# What this task involves
Report every line of the records below that contains the string "photo".

─── Data provided

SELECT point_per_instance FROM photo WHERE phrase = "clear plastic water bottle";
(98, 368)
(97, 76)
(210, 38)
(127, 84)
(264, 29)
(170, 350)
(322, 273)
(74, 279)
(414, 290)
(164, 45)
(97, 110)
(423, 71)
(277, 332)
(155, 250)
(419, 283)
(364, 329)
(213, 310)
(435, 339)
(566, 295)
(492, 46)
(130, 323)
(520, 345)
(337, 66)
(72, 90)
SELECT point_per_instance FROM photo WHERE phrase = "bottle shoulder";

──────

# Answer to the task
SELECT point_per_instance FROM photo WHERE phrase = "clear plastic water bottle";
SELECT point_per_instance FROM photo WHERE phrase = "bottle shoulder";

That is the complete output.